## Given task
Arrange every one of the rows below as a JSON list of strings, one string per line and no blank lines. Keep the pictures out of the answer.

## Records for this task
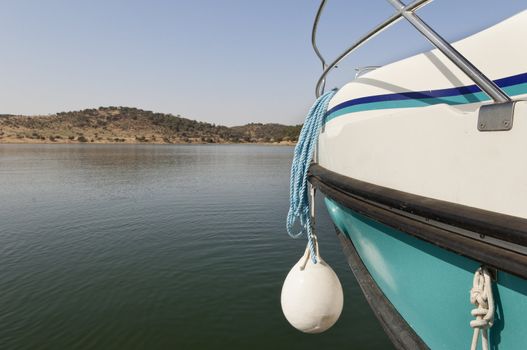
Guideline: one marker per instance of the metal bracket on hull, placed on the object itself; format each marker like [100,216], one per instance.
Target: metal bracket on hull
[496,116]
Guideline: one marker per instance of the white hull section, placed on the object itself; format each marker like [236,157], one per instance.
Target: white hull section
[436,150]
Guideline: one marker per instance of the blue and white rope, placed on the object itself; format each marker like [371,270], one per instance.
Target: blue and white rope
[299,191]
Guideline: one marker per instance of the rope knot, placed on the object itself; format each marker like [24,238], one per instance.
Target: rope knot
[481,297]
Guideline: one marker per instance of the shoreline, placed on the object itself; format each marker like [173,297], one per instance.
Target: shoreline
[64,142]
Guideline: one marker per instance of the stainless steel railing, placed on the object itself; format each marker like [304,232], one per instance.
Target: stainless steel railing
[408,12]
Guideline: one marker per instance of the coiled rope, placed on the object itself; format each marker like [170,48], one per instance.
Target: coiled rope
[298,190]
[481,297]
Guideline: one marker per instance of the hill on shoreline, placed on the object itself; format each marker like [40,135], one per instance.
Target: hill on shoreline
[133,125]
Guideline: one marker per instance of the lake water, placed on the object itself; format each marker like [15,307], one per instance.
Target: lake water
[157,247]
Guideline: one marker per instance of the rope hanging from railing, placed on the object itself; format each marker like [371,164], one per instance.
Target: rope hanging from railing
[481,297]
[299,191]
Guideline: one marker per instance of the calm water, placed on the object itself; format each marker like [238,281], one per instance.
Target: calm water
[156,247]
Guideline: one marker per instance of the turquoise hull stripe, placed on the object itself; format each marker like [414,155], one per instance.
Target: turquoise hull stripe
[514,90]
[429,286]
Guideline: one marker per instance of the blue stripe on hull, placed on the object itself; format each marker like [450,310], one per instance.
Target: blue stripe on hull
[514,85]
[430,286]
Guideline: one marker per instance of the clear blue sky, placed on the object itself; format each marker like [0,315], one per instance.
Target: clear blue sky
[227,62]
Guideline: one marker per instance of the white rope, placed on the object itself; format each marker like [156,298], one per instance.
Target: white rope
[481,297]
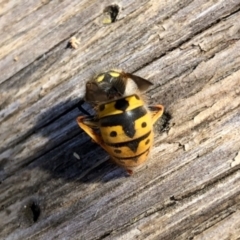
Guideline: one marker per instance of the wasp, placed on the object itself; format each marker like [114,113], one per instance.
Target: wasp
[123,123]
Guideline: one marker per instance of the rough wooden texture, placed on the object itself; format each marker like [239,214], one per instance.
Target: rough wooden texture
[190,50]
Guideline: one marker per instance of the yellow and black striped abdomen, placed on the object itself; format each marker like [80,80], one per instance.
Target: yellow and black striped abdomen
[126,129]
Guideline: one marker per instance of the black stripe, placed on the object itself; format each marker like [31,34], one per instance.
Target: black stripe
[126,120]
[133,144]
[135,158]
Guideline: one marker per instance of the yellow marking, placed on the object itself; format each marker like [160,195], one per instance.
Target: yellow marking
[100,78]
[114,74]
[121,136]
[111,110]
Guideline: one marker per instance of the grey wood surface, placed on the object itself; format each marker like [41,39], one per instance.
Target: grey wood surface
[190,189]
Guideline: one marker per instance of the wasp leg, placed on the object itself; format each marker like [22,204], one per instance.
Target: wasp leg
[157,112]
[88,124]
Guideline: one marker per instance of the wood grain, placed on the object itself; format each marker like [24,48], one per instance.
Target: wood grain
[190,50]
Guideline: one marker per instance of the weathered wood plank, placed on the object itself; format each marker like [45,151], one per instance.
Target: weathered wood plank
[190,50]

## Answer to this exercise
[
  "Guideline: one marker per instance of the metal bracket on hull, placed on the object itself; format each marker like [100,216], one per instance.",
  "Target: metal bracket on hull",
  "[496,116]",
  "Guideline: one marker per instance of the white hull section, placed on the object itself; format each marker like [236,157], one per instance.",
  "Target: white hull section",
  "[436,150]",
  "Guideline: one marker per instance of the blue and white rope, placed on the object itself; format each marker like [371,270], one per instance.",
  "Target: blue and white rope",
  "[299,191]",
  "Guideline: one marker per instance of the rope knot, placed on the object itself; format each marker like [24,238], one per instance.",
  "Target: rope knot",
  "[481,297]",
  "Guideline: one marker per instance of the shoreline, placed on the object itself; format each marker like [173,297], one per instance.",
  "Target: shoreline",
  "[64,142]",
  "Guideline: one marker per instance of the stainless steel railing, placed on the object itself; format each marker like [304,232], one per instance.",
  "Target: stainless steel railing",
  "[408,12]",
  "Guideline: one marker per instance of the coiled rope, placed on the object itself; format each marker like [170,48], one per instance.",
  "Target: coiled rope",
  "[298,190]",
  "[481,297]",
  "Guideline: one marker per instance of the hill on shoreline, placed on the object itself; format each marker like [40,135], one per instance.",
  "Target: hill on shoreline",
  "[133,125]",
  "Guideline: one marker per instance of the lake water, placed on the object itself; format each marker like [15,307], one per instance.",
  "Target: lake water",
  "[157,247]",
  "Guideline: one marker per instance of the rope hanging from railing, placed on the object itself; format each marker like [371,164], one per instance.",
  "Target: rope hanging from railing",
  "[481,297]",
  "[299,191]",
  "Guideline: one marker per instance of the calm water, placed on the object itself; format each marker like [238,281], one per instance.",
  "Target: calm water",
  "[156,247]",
  "Guideline: one marker per instance of the turquoise hull stripe, placed on the object itself; format each marker like [414,155], one per instance.",
  "Target: turquoise hull stripe",
  "[514,90]",
  "[429,286]",
  "Guideline: one marker per instance of the blue stripe on hull, placed on the object itself; format each marker like [450,310], one per instance.",
  "Target: blue stripe on hull",
  "[514,85]",
  "[430,286]",
  "Guideline: one marker per instance of the clear blue sky, placed on the object itself; format each marker like [0,315], one per instance.",
  "Target: clear blue sky",
  "[227,62]",
  "Guideline: one marker per instance of the white rope, placed on the object itself; format each marker like [156,298], one per instance.",
  "Target: white rope",
  "[481,297]",
  "Guideline: one marker per instance of the wasp, placed on the object itself; format each marker like [114,113], one per instance.",
  "Target: wasp",
  "[123,123]",
  "Guideline: one marker per instance of the rough wooden texture, placed on the object itself; format each marker like [239,214], one per instance.",
  "Target: rough wooden texture",
  "[190,50]",
  "Guideline: one marker per instance of the yellow and black striped abdomen, placed on the object itself; format each marker like [80,80], one per instance.",
  "Target: yellow and black striped abdomen",
  "[126,129]",
  "Guideline: one marker per instance of the black stripe, placed on the object itself; format each marker like [31,34], one per instance.",
  "Target: black stripe",
  "[126,120]",
  "[133,144]",
  "[135,158]",
  "Guideline: one marker per instance of the yellow marking, placed on the object itself; format each marker like [160,195], one per instance.",
  "Target: yellow marking",
  "[100,78]",
  "[114,74]",
  "[121,136]",
  "[111,110]",
  "Guideline: one marker per instance of the grey wood surface, placed on the object itself; format each marker like [41,39], one per instance.",
  "Target: grey wood surface",
  "[190,189]",
  "Guideline: one marker per instance of the wasp leg, placed on the object itself; format each marker like [22,204], one per instance.",
  "Target: wasp leg",
  "[157,112]",
  "[88,124]",
  "Guideline: one marker per instance of the wood grain, placed on the object itself; format each marker like [24,48], one per instance.",
  "Target: wood grain",
  "[190,50]",
  "Guideline: one marker per instance of the weathered wood plank, placed on the object itself; format each marker like [45,151], one per instance.",
  "Target: weathered wood plank",
  "[190,50]"
]